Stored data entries
※

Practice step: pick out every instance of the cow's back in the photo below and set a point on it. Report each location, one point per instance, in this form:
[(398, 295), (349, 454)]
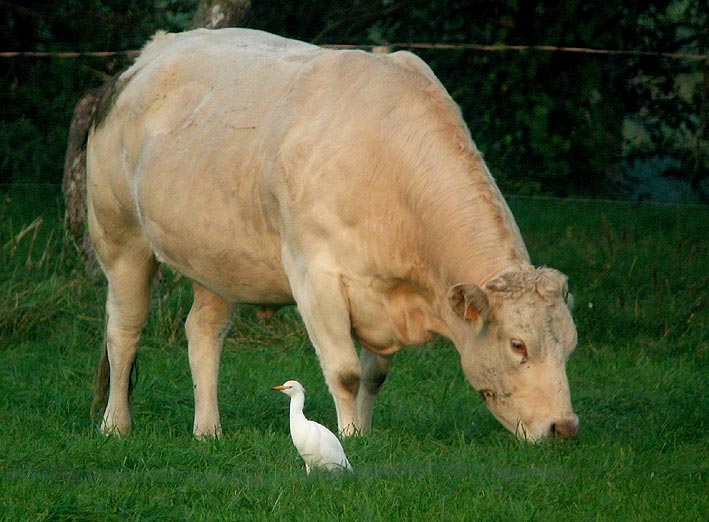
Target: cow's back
[(178, 149)]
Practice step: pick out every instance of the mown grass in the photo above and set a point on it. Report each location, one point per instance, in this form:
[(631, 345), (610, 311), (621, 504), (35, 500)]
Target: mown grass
[(638, 377)]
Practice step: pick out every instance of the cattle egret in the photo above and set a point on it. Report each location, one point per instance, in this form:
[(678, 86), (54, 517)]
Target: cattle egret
[(317, 445)]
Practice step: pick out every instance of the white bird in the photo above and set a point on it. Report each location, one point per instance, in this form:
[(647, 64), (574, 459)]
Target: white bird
[(317, 445)]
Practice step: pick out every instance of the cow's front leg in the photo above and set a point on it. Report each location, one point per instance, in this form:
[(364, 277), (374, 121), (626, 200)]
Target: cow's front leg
[(207, 324), (374, 372), (321, 302)]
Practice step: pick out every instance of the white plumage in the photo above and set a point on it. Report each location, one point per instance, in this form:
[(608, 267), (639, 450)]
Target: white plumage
[(317, 445)]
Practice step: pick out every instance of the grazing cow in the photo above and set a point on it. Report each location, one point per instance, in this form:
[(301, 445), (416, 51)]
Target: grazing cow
[(268, 170)]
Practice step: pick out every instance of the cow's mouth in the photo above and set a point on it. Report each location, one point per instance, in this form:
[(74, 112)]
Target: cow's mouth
[(490, 395)]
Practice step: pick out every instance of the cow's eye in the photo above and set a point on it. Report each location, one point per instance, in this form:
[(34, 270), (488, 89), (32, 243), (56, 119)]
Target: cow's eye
[(520, 348)]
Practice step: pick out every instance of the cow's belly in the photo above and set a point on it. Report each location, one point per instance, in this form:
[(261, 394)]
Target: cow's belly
[(242, 269), (211, 229)]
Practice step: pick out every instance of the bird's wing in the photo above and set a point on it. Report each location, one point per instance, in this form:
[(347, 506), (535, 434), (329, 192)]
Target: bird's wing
[(331, 450)]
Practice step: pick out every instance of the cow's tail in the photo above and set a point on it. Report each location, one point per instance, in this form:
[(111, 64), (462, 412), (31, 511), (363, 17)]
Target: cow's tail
[(102, 381)]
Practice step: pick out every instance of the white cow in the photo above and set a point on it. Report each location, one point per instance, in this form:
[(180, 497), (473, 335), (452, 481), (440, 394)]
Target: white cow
[(268, 170)]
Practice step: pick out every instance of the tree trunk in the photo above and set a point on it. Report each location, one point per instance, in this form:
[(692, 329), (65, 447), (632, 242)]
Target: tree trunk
[(212, 14)]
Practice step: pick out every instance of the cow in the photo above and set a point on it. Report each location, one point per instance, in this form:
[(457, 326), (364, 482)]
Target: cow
[(272, 171)]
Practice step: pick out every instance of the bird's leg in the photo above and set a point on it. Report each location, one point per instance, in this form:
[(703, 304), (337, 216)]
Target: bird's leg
[(206, 325), (374, 372)]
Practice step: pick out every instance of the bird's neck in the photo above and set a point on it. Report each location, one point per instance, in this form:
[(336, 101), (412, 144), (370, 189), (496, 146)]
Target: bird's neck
[(297, 403)]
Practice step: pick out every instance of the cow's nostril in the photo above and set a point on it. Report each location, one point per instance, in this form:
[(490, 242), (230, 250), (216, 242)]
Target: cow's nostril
[(566, 429)]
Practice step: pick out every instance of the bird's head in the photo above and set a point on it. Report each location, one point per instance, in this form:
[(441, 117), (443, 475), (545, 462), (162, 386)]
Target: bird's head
[(290, 388)]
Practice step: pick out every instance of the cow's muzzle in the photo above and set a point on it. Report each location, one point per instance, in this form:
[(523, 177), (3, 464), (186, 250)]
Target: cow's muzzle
[(566, 428)]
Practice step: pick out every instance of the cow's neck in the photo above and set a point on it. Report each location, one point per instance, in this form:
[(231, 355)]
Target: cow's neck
[(465, 219)]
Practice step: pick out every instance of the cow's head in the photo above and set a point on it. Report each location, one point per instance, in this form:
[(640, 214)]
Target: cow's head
[(517, 335)]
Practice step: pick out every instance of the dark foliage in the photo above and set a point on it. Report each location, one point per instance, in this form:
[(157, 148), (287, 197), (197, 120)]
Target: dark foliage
[(554, 123)]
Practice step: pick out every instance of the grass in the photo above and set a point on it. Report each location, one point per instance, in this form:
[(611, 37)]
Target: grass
[(638, 377)]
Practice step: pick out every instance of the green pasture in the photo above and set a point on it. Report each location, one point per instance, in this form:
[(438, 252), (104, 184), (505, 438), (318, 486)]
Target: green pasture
[(639, 379)]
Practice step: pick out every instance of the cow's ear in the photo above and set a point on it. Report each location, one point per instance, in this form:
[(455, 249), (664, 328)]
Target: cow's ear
[(469, 302)]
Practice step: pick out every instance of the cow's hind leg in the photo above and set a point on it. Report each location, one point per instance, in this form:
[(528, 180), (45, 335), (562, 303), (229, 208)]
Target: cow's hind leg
[(206, 326), (374, 371), (129, 273)]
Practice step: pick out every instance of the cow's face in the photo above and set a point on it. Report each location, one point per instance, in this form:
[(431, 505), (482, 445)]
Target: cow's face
[(517, 336)]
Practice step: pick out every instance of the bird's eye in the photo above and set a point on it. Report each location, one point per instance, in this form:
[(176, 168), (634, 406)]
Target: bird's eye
[(520, 348)]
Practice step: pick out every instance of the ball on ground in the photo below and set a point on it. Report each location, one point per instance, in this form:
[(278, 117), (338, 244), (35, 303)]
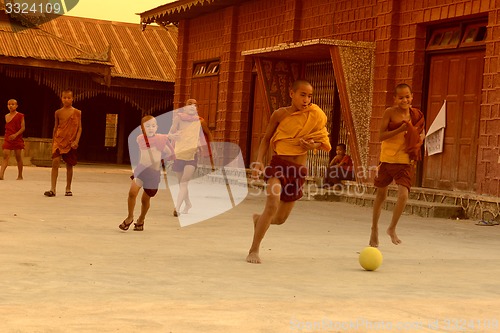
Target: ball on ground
[(370, 258)]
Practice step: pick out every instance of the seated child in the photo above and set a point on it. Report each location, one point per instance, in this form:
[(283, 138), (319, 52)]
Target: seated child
[(340, 168)]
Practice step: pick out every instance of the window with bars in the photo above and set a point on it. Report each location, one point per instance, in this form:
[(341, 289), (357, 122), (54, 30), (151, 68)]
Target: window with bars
[(206, 68), (459, 35)]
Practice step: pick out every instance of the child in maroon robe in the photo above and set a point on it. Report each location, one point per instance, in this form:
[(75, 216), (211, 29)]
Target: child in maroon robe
[(13, 139)]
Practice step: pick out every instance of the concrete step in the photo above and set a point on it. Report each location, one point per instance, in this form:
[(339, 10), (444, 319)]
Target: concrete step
[(366, 199)]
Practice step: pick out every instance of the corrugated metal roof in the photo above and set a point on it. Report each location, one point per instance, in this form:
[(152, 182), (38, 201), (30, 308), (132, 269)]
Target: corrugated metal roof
[(144, 55), (183, 9)]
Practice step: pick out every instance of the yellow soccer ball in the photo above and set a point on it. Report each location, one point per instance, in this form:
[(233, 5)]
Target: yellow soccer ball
[(370, 258)]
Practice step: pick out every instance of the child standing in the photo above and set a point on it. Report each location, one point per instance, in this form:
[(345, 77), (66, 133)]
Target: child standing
[(190, 134), (153, 148), (402, 134), (292, 131), (13, 139), (66, 135)]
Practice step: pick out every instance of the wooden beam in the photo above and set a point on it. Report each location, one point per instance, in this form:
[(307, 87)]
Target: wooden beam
[(345, 108), (100, 69), (262, 86)]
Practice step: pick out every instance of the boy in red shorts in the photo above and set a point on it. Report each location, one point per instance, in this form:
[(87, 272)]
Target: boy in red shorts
[(292, 131), (401, 133)]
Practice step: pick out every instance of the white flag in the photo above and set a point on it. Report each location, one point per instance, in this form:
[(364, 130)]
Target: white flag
[(434, 140)]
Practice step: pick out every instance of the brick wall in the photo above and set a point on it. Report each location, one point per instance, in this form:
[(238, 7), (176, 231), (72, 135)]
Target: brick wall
[(398, 28), (488, 168)]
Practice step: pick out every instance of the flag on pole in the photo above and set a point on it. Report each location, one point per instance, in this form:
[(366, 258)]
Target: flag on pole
[(434, 140)]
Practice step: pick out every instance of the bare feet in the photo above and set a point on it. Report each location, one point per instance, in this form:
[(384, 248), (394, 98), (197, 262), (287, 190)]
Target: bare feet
[(253, 258), (374, 238), (394, 238)]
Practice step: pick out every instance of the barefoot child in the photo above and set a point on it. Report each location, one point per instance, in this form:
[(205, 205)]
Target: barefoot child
[(67, 132), (292, 131), (190, 133), (401, 133), (13, 139), (153, 147)]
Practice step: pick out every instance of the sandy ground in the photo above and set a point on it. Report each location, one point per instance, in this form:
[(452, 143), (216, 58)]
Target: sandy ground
[(66, 267)]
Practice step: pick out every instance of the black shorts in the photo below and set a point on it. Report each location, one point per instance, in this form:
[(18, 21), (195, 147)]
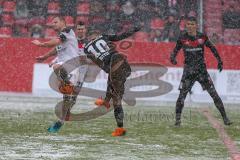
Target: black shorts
[(117, 79), (189, 78)]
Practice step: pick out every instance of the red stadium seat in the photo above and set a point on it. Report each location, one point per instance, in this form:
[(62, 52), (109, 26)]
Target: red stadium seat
[(53, 8), (83, 8), (97, 19), (9, 6), (69, 21), (7, 19), (5, 32), (50, 33), (141, 37), (157, 23), (49, 20), (84, 19)]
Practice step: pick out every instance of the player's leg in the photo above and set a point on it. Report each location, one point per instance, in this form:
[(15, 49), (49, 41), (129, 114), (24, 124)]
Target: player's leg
[(108, 96), (68, 102), (208, 85), (118, 79), (117, 94), (186, 84), (61, 73)]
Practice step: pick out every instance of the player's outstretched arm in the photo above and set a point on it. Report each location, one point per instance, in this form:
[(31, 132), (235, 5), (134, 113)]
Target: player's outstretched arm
[(124, 35), (210, 45), (51, 53), (175, 52), (51, 43)]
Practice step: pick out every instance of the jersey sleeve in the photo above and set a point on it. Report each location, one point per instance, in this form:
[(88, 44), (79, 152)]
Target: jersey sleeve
[(62, 36), (210, 45)]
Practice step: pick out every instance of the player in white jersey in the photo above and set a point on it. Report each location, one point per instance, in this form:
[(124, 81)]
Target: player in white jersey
[(81, 31), (65, 48)]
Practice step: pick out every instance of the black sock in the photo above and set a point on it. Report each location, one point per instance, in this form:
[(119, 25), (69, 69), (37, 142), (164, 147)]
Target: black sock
[(119, 115), (179, 107)]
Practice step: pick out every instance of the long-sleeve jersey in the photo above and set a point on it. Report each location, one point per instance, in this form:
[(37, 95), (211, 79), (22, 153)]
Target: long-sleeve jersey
[(193, 48), (101, 49)]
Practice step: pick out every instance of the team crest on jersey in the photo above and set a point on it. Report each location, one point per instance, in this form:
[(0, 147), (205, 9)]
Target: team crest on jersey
[(200, 41)]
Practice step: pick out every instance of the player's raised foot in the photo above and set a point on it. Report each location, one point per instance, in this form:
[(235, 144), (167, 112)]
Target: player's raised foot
[(55, 127), (119, 132), (66, 88), (178, 123), (100, 102), (227, 122)]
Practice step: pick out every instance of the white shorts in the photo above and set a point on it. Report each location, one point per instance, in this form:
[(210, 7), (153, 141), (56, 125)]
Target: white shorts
[(77, 75)]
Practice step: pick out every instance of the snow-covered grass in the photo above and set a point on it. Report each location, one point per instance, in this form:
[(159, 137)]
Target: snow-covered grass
[(151, 134)]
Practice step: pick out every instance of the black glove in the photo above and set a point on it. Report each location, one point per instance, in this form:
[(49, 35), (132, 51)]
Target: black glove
[(173, 59), (220, 66)]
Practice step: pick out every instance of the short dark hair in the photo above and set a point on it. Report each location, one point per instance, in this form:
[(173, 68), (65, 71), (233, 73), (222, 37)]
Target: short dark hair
[(61, 18), (194, 19), (81, 23)]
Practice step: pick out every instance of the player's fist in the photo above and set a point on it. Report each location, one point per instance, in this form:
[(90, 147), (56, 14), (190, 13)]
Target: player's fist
[(40, 59), (173, 60), (220, 66), (36, 42)]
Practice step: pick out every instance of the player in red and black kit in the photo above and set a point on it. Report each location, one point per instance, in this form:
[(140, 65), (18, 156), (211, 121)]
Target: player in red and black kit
[(195, 69), (101, 51)]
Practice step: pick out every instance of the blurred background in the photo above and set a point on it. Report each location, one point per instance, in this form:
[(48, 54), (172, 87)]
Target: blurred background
[(162, 20)]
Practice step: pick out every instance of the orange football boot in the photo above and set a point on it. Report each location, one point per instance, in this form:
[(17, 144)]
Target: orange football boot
[(119, 132), (66, 88)]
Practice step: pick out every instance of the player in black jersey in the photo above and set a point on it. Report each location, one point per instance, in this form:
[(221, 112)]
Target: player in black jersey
[(101, 51), (195, 69)]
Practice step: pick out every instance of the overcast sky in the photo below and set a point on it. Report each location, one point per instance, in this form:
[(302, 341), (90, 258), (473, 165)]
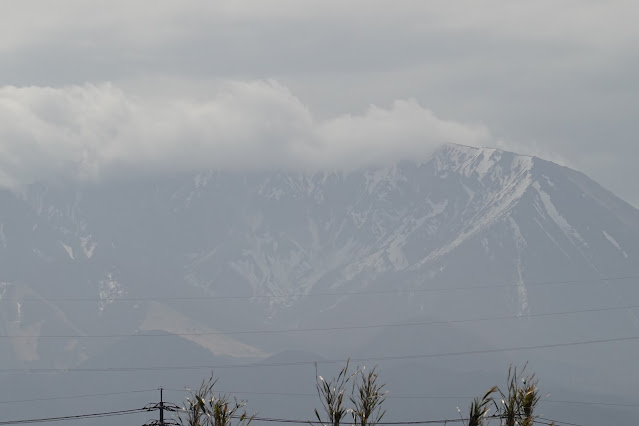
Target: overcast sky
[(93, 87)]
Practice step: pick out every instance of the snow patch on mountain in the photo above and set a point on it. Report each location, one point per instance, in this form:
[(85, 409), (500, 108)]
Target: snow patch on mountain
[(556, 217), (615, 244), (88, 246), (109, 289), (69, 250)]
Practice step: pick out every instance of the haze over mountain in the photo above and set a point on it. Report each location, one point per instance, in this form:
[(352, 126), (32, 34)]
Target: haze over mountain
[(473, 249)]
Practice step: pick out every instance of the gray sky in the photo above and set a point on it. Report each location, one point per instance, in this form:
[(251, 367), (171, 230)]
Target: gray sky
[(94, 87)]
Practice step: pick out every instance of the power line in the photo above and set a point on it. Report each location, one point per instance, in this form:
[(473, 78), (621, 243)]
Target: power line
[(16, 401), (604, 280), (75, 417), (391, 396), (333, 361), (342, 328)]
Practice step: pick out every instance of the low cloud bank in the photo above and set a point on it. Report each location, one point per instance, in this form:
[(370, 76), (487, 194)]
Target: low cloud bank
[(95, 132)]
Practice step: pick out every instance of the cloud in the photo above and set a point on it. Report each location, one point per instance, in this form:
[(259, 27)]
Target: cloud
[(93, 132)]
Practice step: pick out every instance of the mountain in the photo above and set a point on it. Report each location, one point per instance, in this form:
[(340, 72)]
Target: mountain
[(467, 235)]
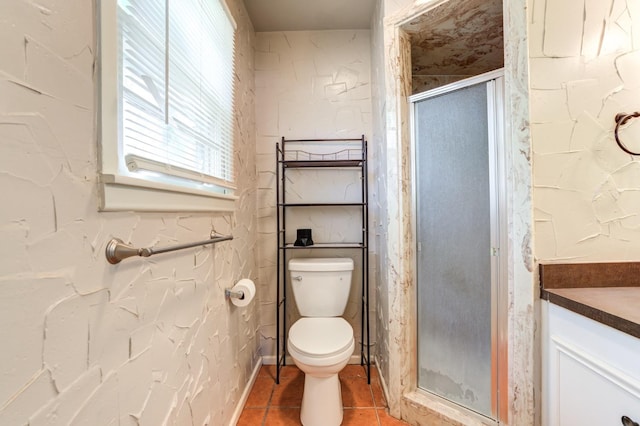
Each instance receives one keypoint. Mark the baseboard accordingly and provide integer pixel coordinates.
(245, 393)
(271, 360)
(383, 384)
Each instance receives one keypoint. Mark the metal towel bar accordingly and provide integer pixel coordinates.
(117, 250)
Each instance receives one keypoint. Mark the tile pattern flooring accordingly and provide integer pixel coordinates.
(269, 404)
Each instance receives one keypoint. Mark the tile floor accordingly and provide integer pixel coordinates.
(279, 405)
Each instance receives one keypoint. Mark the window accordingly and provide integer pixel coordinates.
(166, 105)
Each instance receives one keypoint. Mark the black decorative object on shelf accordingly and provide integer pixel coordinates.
(303, 238)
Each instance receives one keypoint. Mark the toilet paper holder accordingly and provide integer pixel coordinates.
(229, 293)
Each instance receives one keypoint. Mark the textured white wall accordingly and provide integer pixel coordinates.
(149, 341)
(309, 84)
(585, 68)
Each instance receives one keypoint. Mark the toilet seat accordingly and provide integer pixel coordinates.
(320, 338)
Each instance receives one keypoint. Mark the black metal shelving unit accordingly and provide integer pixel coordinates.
(353, 156)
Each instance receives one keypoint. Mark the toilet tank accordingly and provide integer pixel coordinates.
(321, 285)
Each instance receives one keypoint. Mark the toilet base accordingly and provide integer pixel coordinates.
(321, 401)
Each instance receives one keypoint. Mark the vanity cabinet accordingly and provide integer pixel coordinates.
(322, 187)
(591, 372)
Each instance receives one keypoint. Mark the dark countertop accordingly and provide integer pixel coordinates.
(605, 292)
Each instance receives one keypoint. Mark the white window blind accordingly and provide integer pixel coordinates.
(176, 89)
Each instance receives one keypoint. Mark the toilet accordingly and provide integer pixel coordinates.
(321, 341)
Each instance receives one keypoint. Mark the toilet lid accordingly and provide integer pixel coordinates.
(320, 337)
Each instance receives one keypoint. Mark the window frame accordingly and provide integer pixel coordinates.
(121, 190)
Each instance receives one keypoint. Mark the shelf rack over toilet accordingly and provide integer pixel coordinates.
(352, 156)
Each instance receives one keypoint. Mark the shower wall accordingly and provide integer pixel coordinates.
(149, 341)
(309, 84)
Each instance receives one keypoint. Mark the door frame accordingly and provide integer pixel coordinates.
(498, 202)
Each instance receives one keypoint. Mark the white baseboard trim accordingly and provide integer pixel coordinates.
(245, 393)
(271, 360)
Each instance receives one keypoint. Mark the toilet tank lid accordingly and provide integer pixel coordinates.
(321, 264)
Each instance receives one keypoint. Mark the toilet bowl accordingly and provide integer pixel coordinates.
(321, 342)
(321, 348)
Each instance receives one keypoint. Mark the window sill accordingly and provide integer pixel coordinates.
(123, 193)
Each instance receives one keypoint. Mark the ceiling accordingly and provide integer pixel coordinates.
(460, 37)
(310, 15)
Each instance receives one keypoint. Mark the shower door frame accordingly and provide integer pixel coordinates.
(499, 240)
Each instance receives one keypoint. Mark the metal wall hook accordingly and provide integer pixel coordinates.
(117, 250)
(621, 119)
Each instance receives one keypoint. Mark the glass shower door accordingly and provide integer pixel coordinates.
(456, 234)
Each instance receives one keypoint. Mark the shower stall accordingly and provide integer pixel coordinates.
(460, 226)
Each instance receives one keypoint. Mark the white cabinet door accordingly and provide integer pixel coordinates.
(591, 372)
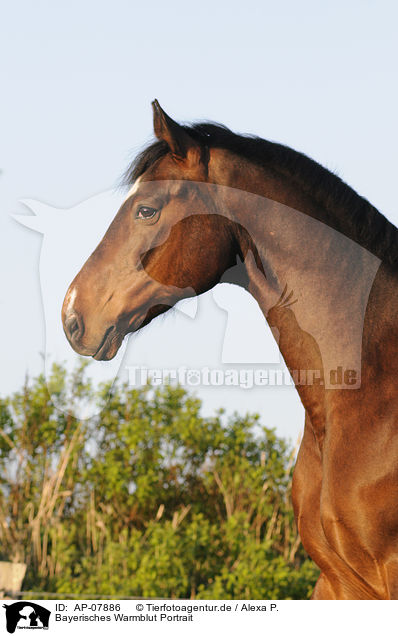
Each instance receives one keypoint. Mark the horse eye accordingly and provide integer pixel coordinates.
(145, 212)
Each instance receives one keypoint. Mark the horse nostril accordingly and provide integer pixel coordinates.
(74, 327)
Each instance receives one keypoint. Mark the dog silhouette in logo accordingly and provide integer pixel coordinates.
(26, 614)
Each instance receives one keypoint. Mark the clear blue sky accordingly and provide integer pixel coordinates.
(77, 81)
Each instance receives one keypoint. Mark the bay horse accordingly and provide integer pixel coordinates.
(207, 205)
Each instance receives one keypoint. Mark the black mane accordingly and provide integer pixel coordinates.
(347, 211)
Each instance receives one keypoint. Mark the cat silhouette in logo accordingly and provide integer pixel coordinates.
(18, 614)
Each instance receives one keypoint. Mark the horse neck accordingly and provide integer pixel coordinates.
(292, 255)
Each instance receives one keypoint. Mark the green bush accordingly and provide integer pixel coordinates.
(147, 499)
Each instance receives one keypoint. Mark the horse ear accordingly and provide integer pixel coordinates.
(178, 140)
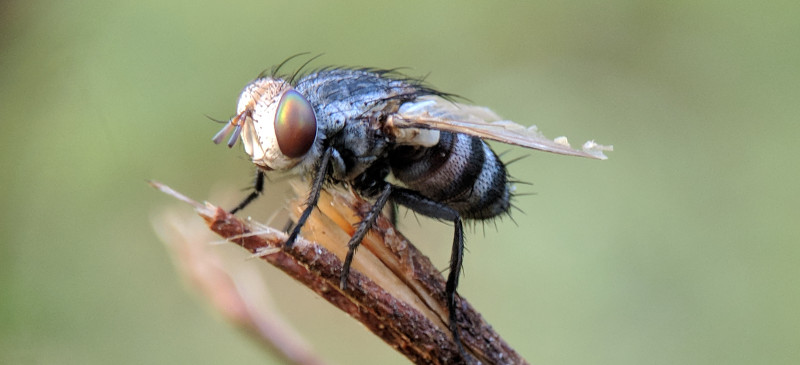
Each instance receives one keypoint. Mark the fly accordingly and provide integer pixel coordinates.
(358, 126)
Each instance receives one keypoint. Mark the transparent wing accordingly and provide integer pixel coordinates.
(433, 112)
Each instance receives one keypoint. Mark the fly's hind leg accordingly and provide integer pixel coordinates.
(431, 208)
(258, 188)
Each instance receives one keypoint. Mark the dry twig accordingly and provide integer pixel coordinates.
(393, 289)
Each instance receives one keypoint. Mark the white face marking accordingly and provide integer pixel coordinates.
(261, 98)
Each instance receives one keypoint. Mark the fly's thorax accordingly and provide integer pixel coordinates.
(279, 129)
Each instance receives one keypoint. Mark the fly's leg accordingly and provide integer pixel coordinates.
(313, 195)
(258, 188)
(361, 231)
(425, 206)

※

PROBLEM DESCRIPTION
Take the lines above from the one containing "Target: yellow soccer ball" down to the one containing "[(87, 272)]", and transcribe them exactly, both ends included.

OUTPUT FOR THIS EXERCISE
Target: yellow soccer ball
[(370, 258)]
Practice step: pick out every instance of the child standing in the photo above and set a point on it. Report each location, one point per instance, in this form:
[(345, 77), (66, 133)]
Target: child standing
[(190, 134), (153, 148), (402, 134), (292, 131), (13, 139), (66, 135)]
Practice step: pick out every instance of the wooden beam in the photo above and set a point on it. Report each location, one point per instance, in this form:
[(307, 87)]
Target: wooden beam
[(345, 108), (100, 69), (262, 86)]
Practice step: pick out every instance of the boy in red shorts in the photo above and set a point on it. Report each location, one point per instance, in this form:
[(87, 272)]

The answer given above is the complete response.